STATED GOAL
Please gather every line in the listing below that contains the string "frozen", treating uppercase and lowercase as different.

SOURCE RECORDS
· · · · · · ·

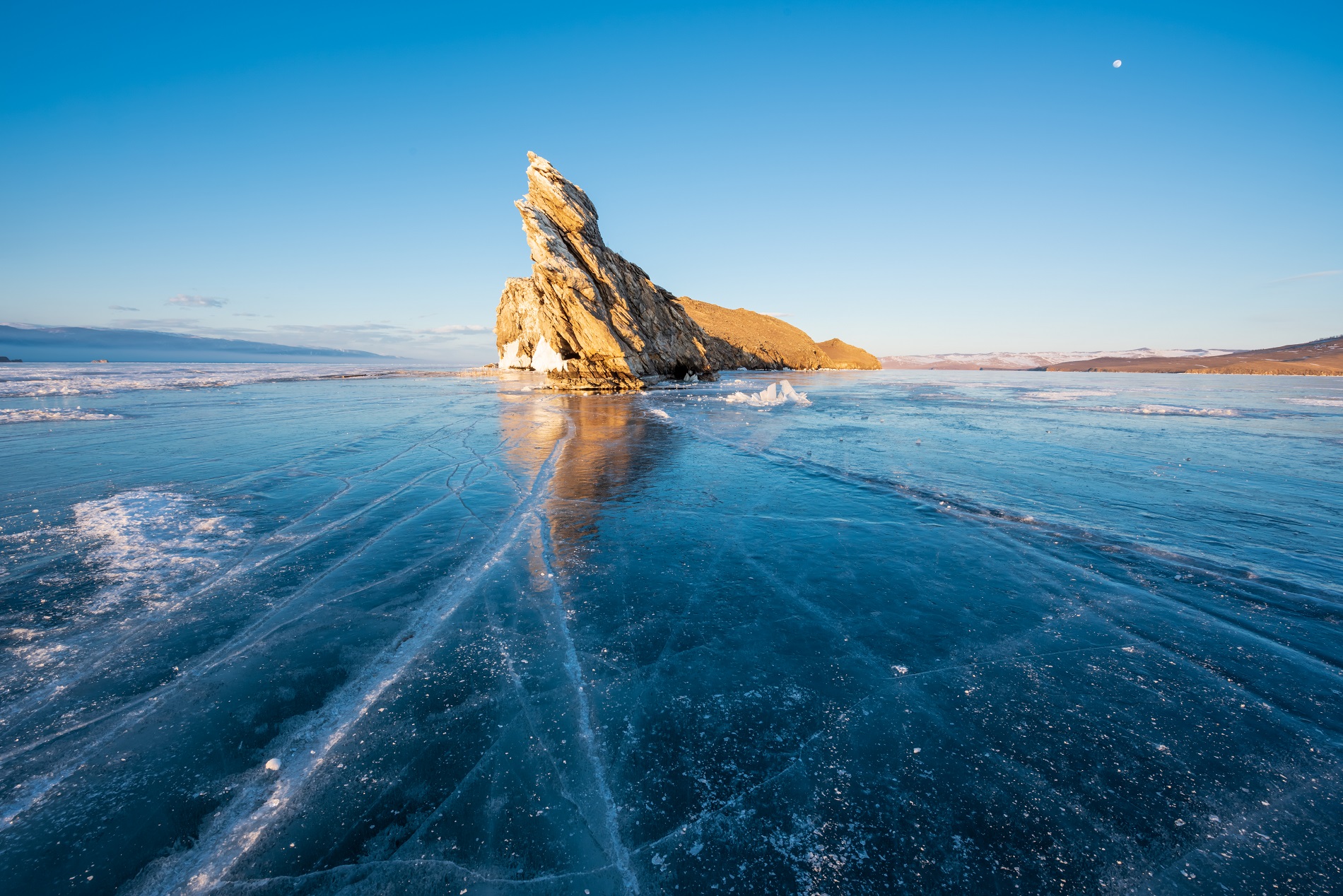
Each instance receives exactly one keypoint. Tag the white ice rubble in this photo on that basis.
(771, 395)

· · · · · · ·

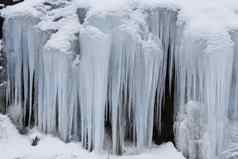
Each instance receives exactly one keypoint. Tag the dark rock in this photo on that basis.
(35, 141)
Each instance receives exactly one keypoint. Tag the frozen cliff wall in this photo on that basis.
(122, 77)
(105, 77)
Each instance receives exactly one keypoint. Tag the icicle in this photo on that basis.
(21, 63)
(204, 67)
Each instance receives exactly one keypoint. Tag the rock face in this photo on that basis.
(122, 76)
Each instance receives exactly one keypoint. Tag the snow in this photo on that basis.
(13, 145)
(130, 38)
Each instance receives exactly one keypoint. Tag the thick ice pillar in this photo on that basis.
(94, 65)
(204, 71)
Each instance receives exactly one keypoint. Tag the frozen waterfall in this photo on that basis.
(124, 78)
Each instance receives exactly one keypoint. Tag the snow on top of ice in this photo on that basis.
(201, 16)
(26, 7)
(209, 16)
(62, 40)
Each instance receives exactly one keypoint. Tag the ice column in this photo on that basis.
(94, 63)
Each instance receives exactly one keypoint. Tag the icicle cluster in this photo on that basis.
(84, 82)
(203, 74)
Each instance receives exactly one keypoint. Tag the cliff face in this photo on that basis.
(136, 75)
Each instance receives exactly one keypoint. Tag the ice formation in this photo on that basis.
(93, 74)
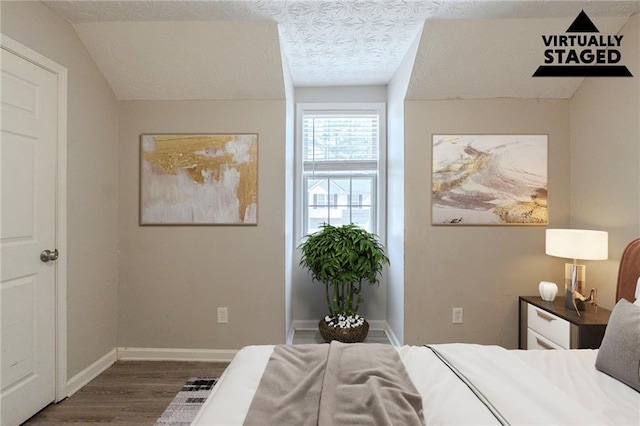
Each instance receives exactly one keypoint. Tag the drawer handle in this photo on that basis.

· · · · · · ·

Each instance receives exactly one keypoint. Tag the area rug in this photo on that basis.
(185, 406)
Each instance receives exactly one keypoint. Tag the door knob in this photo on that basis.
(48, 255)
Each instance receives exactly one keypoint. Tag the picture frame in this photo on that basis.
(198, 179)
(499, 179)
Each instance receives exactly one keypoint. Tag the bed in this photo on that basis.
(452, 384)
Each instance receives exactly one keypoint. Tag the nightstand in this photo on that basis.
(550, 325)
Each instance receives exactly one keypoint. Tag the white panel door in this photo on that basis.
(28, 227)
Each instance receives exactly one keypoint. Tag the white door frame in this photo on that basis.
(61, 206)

· · · · · · ·

OUTPUT BELOW
Each instance receives exactly one keypoint. Tag the frozen cliff wall in this photo on that basis.
Each instance receives exactly one keypoint. Tag the frozen waterfall in this photo on that basis.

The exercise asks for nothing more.